# [Records for this task]
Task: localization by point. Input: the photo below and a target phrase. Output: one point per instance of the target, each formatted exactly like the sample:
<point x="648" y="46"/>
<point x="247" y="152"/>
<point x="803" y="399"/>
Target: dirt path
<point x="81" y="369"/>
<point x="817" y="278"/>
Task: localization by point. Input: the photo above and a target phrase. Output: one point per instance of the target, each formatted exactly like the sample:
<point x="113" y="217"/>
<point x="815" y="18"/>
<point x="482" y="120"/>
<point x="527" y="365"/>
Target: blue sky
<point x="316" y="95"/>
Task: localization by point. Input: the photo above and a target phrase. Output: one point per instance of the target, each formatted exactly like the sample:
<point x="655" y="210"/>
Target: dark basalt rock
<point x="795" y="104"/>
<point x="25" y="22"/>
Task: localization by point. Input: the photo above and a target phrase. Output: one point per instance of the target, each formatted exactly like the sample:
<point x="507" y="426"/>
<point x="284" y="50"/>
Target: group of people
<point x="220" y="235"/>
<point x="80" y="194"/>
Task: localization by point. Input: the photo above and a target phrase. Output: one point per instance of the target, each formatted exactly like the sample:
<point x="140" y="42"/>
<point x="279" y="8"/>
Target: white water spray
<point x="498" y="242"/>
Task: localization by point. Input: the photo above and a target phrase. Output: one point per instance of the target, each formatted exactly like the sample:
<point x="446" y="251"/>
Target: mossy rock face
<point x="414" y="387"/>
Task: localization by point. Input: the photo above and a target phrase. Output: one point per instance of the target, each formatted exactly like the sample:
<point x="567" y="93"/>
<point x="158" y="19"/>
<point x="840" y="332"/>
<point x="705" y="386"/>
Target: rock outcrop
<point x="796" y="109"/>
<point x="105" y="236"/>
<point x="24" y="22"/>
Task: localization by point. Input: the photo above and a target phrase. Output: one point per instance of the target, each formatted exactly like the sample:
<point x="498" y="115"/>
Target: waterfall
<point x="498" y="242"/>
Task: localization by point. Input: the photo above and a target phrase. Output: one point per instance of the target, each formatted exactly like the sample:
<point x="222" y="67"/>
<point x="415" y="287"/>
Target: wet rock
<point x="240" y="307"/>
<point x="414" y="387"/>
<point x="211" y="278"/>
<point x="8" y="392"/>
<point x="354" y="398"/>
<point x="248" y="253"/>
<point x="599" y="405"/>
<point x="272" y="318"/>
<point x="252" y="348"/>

# [Directions for this task]
Reproduce each line verbatim.

# [Output for this task]
Task: localization by point. Input: the photo below and a target phrase. Output: one point per instance of the target, each formatted exactly like the sample:
<point x="648" y="46"/>
<point x="247" y="152"/>
<point x="803" y="399"/>
Target: dirt path
<point x="81" y="369"/>
<point x="817" y="278"/>
Task: localization by point. Input: the photo above and a target phrase. Output: one point per instance of the target, each formatted exactly like the sample:
<point x="113" y="217"/>
<point x="815" y="18"/>
<point x="482" y="120"/>
<point x="527" y="365"/>
Target: blue sky
<point x="316" y="95"/>
Task: localization by point. Input: the photo above and a target phrase. Output: one point per instance of the target, each formatted exactly like the sample:
<point x="655" y="210"/>
Target: dark basalt rock
<point x="795" y="104"/>
<point x="25" y="22"/>
Task: localization by point. Input: the photo above and a target phrase. Output: one point per instance of the target, each formatted exactly like the sample:
<point x="507" y="426"/>
<point x="284" y="50"/>
Target: group of people
<point x="220" y="235"/>
<point x="80" y="194"/>
Task: localization by point. Input: the photo above and a target phrase. Output: one point per instance of the target, each formatted exactly like the sample:
<point x="140" y="42"/>
<point x="279" y="8"/>
Target: white water spray
<point x="498" y="242"/>
Task: localization by point. Input: the photo above and a target phrase. Output: one point per instance of the target, each formatted exactly like the sample:
<point x="446" y="251"/>
Target: mossy rock face
<point x="414" y="387"/>
Task: localization by point. Input: the photo above and a target phrase. Output: one point per instance of the target, each formatted exactly like the sample:
<point x="567" y="93"/>
<point x="158" y="19"/>
<point x="840" y="332"/>
<point x="705" y="386"/>
Target: rock outcrop
<point x="796" y="109"/>
<point x="105" y="236"/>
<point x="24" y="22"/>
Task: localization by point. Input: the photo above and a target phrase. Output: one point per instance of the target, each formatted exactly like the sample:
<point x="498" y="115"/>
Target: waterfall
<point x="498" y="242"/>
Task: localization by point. Input: the photo above and a target phrase. Output: one point per instance of the target, each formatted exactly like the sample:
<point x="222" y="67"/>
<point x="415" y="287"/>
Target: wet rock
<point x="240" y="307"/>
<point x="414" y="387"/>
<point x="211" y="278"/>
<point x="8" y="392"/>
<point x="354" y="398"/>
<point x="248" y="253"/>
<point x="599" y="405"/>
<point x="272" y="318"/>
<point x="252" y="348"/>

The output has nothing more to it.